_Given exercise_
Revise the passage about comfort starting at "Once, someone told" and ending at "breath taking pain.", replacing "darkness" with "night".

_Text extract_

──────────

Once, someone told me:

"Reach out your hand when you're stumbling
I'll catch you before you fall
Tell me what you want, like the pouring of a waterfall
I'll always listen
Lost your way in the darkness?
I'll light your way out
When you need somewhere to cry
My shoulder will always be by your side
and my heart, beating next to yours, to keep it alive"

Today I will tell each and all of you the same. Because the one who told me this knew, as I know, the soul tearing, oily feeling of depression, anxiety and breath taking pain.

I'll be there, as long as you all want me and if you let me.

May. 6th, 2012

Lovers

it's not easy for me

It isn't. To love someone deeply and truly is the hardest thing in the world for me. to love people for their abilities and characteristics isn't hard, that's easy. But to love someone to the depth and into the deepest darkest corners of my heart, is hard.

──────────

_Dataset excerpts_
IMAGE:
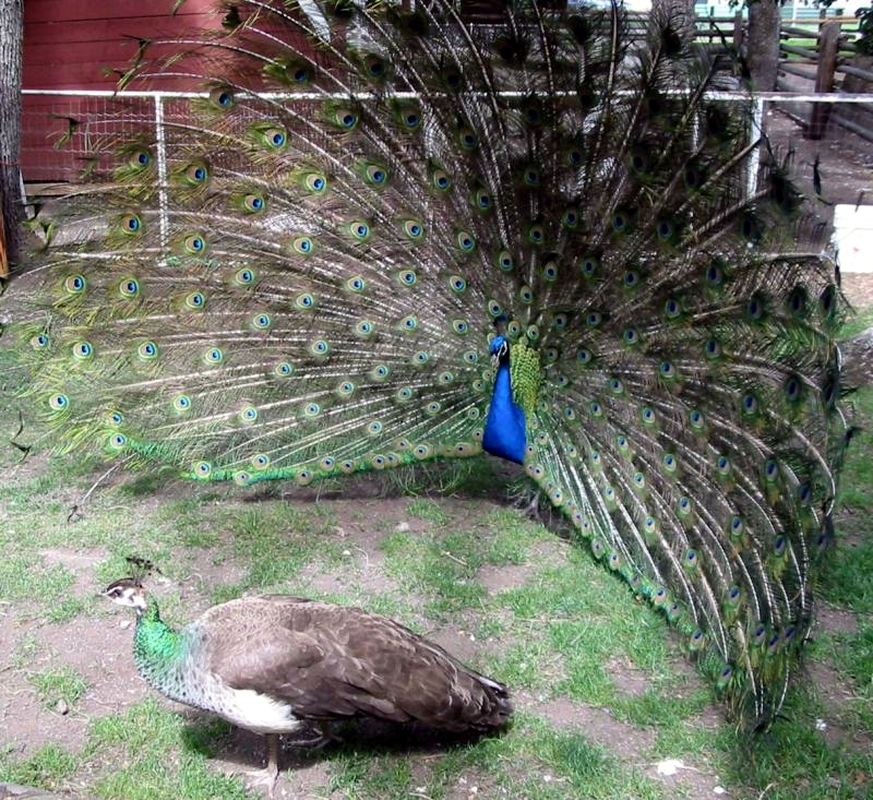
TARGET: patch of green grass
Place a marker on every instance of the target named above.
(24, 578)
(61, 684)
(852, 655)
(48, 768)
(794, 759)
(276, 540)
(429, 566)
(428, 510)
(846, 576)
(151, 752)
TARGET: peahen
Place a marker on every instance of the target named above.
(277, 664)
(542, 235)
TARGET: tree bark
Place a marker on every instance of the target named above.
(762, 44)
(11, 42)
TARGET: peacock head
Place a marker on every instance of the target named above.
(127, 592)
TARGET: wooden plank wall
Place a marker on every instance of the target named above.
(83, 45)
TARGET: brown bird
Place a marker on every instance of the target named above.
(277, 664)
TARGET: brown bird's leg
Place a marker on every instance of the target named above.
(268, 776)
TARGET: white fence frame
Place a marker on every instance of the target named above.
(159, 98)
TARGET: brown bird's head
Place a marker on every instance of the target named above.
(127, 592)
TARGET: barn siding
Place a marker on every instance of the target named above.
(84, 45)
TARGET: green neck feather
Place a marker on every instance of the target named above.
(156, 646)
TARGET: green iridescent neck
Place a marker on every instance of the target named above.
(156, 646)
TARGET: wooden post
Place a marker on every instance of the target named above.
(4, 259)
(738, 32)
(828, 45)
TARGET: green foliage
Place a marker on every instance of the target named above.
(56, 685)
(864, 43)
(48, 767)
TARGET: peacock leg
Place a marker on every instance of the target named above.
(269, 775)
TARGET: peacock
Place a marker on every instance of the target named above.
(385, 234)
(277, 664)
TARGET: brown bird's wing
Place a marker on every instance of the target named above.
(333, 661)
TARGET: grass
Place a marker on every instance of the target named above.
(603, 690)
(59, 685)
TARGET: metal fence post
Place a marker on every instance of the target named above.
(756, 131)
(163, 200)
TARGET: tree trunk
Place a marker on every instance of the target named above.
(11, 40)
(762, 45)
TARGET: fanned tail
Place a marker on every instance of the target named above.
(378, 225)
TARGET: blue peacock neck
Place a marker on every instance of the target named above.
(156, 646)
(505, 433)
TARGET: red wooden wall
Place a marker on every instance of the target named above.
(87, 44)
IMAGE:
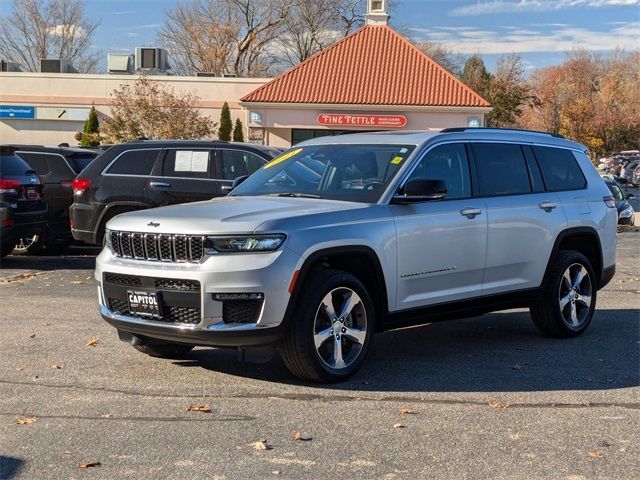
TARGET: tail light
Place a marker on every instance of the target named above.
(9, 185)
(79, 185)
(609, 201)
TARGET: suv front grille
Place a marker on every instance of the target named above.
(158, 247)
(170, 314)
(241, 311)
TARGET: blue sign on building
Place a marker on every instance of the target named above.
(17, 111)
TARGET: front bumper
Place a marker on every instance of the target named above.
(268, 274)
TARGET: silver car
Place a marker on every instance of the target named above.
(342, 237)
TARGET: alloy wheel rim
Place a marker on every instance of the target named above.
(575, 295)
(340, 328)
(25, 242)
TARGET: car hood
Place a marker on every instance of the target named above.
(225, 215)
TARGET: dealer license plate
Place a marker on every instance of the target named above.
(143, 303)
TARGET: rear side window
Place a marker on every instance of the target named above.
(236, 163)
(135, 162)
(560, 170)
(187, 164)
(502, 169)
(37, 161)
(80, 162)
(13, 165)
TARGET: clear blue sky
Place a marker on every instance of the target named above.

──────────

_Solution to this exercise_
Once, someone told me:

"Reach out your hand when you're stumbling
I'll catch you before you fall
Tell me what you want, like the pouring of a waterfall
I'll always listen
Lost your way in the night?
I'll light your way out
When you need somewhere to cry
My shoulder will always be by your side
and my heart, beating next to yours, to keep it alive"

Today I will tell each and all of you the same. Because the one who told me this knew, as I know, the soul tearing, oily feeling of depression, anxiety and breath taking pain.